Task: Output the line with "x=244, y=187" and every line below it until the listing ends, exactly as written and with nothing added.

_ _ _ _ _ _ _

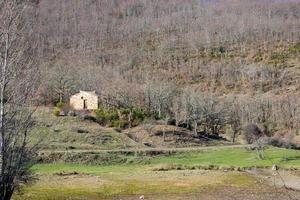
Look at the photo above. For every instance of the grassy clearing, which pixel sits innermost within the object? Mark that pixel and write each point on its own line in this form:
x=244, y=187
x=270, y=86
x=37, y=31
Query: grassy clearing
x=108, y=186
x=206, y=159
x=74, y=133
x=110, y=181
x=234, y=158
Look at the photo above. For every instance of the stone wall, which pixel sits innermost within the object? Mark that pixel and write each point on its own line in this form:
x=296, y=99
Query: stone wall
x=77, y=100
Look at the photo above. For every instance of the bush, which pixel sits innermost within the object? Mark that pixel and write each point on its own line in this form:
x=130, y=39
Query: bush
x=252, y=133
x=60, y=105
x=139, y=115
x=119, y=124
x=106, y=116
x=295, y=49
x=56, y=111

_ _ _ _ _ _ _

Finished task:
x=244, y=187
x=270, y=86
x=37, y=31
Query: grassy clearing
x=108, y=186
x=206, y=159
x=74, y=133
x=110, y=181
x=234, y=158
Look at the photo above. For every instance of the stone wall, which pixel sits innermost within the object? Mark that pixel and write each point on its own line in this form:
x=296, y=99
Query: stone wall
x=77, y=100
Look at the photo above. For every instance of the bush, which pixel sits innermost within the object? Mark that pixel and write each point on its own line in this form:
x=130, y=39
Query: bush
x=252, y=133
x=60, y=105
x=139, y=115
x=119, y=124
x=106, y=116
x=295, y=49
x=56, y=111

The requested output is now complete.